=== TASK STATEMENT ===
Please reproduce each of the entries below exactly as they appear.

=== RECORD EXTRACTS ===

★ ★ ★ ★ ★

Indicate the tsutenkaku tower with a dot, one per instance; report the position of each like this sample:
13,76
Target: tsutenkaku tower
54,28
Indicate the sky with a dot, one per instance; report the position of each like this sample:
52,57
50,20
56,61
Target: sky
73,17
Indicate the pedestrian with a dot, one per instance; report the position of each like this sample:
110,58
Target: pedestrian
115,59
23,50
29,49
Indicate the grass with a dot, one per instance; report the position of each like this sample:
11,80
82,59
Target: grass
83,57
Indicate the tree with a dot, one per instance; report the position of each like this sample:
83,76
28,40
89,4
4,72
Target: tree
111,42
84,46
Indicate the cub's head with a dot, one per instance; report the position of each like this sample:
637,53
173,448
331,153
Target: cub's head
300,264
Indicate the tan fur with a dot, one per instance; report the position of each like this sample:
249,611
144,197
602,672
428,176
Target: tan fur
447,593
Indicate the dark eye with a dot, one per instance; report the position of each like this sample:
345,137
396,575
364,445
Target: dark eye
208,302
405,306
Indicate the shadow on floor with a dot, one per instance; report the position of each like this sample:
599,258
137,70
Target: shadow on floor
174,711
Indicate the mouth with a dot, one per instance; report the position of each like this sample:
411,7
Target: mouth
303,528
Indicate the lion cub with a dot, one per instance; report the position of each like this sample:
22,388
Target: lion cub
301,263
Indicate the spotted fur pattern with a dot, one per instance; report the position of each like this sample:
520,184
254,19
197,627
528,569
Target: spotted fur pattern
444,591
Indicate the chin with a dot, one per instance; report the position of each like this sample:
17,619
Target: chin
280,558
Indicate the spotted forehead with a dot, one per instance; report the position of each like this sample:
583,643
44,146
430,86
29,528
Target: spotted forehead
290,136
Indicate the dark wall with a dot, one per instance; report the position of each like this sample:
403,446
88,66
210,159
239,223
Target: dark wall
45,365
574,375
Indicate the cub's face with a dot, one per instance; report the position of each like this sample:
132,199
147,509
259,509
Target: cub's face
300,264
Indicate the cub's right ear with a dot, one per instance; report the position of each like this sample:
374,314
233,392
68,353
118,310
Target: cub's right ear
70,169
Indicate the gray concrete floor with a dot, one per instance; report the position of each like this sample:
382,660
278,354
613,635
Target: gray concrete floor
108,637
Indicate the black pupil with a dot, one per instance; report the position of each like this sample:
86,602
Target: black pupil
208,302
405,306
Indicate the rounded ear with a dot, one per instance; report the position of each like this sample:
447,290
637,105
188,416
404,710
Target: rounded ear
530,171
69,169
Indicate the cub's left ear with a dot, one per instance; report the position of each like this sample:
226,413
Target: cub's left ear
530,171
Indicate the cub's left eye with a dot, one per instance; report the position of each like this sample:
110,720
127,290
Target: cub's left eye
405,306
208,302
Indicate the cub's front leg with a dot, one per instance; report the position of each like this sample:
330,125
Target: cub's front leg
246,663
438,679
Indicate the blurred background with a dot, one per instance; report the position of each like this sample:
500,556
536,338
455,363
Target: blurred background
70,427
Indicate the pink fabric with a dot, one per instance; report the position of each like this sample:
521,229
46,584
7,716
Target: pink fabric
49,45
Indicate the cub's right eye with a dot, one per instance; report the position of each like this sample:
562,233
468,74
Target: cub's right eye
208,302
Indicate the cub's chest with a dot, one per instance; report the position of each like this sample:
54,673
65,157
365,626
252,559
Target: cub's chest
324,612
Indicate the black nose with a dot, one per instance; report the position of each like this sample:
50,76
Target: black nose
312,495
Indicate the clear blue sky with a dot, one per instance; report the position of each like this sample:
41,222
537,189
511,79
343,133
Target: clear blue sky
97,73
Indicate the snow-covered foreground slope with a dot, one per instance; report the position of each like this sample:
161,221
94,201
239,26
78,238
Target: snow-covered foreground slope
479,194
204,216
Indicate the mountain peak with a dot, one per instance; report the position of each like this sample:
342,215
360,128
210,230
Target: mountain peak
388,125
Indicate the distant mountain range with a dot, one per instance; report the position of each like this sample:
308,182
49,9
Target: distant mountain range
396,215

★ ★ ★ ★ ★

=== ANSWER TO THIS EXERCISE ===
Indicate the tsutenkaku tower with a dot, one per instance; report the position of each like this sample:
13,76
Target: tsutenkaku tower
54,28
Indicate the sky with a dot, one per instance; report the position of each like this sample:
52,57
50,20
56,61
Target: sky
73,17
Indicate the pedestrian with a dot, one per instance; report the position of each like this sample:
110,58
Target: pedestrian
115,59
23,50
29,49
Indicate the grass with a dot, one per instance; report the position of each like this sample:
11,80
82,59
Target: grass
83,57
Indicate the tree with a dot, one per instance; report the position of each like this sample:
83,76
28,40
89,4
4,72
Target: tree
111,42
84,46
Indicate the cub's head with a dot, one per instance; report the position of each like this sample:
637,53
173,448
331,153
Target: cub's head
300,264
Indicate the tan fur with a dot, one per instance; report the position of each like this sample:
249,611
144,197
602,672
428,176
Target: tan fur
447,593
Indicate the dark eye with a dot, one per instance; report the position of each like this sample:
345,137
396,575
364,445
Target: dark eye
208,302
405,306
Indicate the shadow on floor with a dot, one per instance; report the position of each like this sample:
599,258
137,70
Target: shadow on floor
174,711
Indicate the mouth with a dot, one per instance; report the position of each like this sample:
411,7
Target: mouth
303,528
Indicate the lion cub with a dot, one per instance; report the position of each like this sample:
22,388
Target: lion cub
301,263
Indicate the spotted fur pattern with a dot, one per instance; report the position of each like this sample:
520,184
254,19
197,627
528,569
Target: spotted fur pattern
444,591
Indicate the chin with a dot, one per instance; report the position of each like this sample:
17,619
Target: chin
280,558
Indicate the spotted forehead with a dot, one per instance; report the position of each like this sample:
583,643
44,146
430,86
29,528
Target: spotted forehead
290,136
Indicate the dark wall with a dot, one per instance; report the position of each like this sample:
403,446
88,66
210,159
239,223
Target: dark wall
45,365
574,375
Indicate the cub's face with a dot, one per instance; report the position of each like this sample:
132,199
147,509
259,509
Target: cub's face
300,264
Indicate the cub's right ear with a dot, one per instance; report the position of each like this sample:
374,314
233,392
68,353
118,310
Target: cub's right ear
70,169
Indicate the gray concrete floor with a dot, one per instance; report the position of each like this sample:
382,660
278,354
613,635
Target: gray concrete floor
108,637
Indicate the black pupil with a dot, one per instance; report the position of each like this sample:
86,602
Target: black pupil
208,302
405,306
Indicate the rounded ear with a dot, one per instance; report the position of each like this sample:
447,290
637,105
188,416
404,710
Target: rounded ear
530,171
69,169
Indicate the cub's left ear with a dot, one per instance; report the position of each like this sample:
226,413
Target: cub's left ear
530,171
Indicate the cub's left eye with a dot, one per instance; report the position of each like this sample:
110,720
127,290
Target: cub's left eye
405,306
208,302
Indicate the cub's front leg with a dot, one per instance; report the position of each like this sample:
330,125
Target: cub's front leg
246,663
438,679
Indicate the blurred background with a dot, one per instance; report the position of each like this sample:
500,556
536,338
455,363
Target: blurred background
70,427
Indicate the pink fabric with a dot, one per instance; report the position of each like this sample:
521,229
46,584
7,716
Target: pink fabric
49,45
Indicate the cub's right eye with a dot, one per instance; report the position of each like this sample:
562,233
468,74
Target: cub's right eye
208,302
Indicate the cub's chest with a dot, one per instance; report the position of each like this sample:
54,673
65,157
365,626
252,559
Target: cub's chest
324,612
Indicate the black nose with a dot, one per instance; report the position of each like this sample:
50,76
Target: black nose
312,495
Indicate the clear blue sky with a dot, one per instance; report the position of each like this sample:
41,222
537,189
511,79
343,133
Target: clear blue sky
97,73
Indicate the snow-covered foreground slope with a dot, one per instance; report the position of each like this sample:
161,221
94,201
239,26
78,238
Target: snow-covered foreground slope
479,194
204,216
Indicate the mountain peak with a dot, one per instance; report the position of each like this sample:
342,215
360,128
210,230
Target: mountain peak
388,125
Indicate the distant mountain range with a dot, one per instance; report the position of each like this sample:
308,182
49,9
Target: distant mountain range
396,215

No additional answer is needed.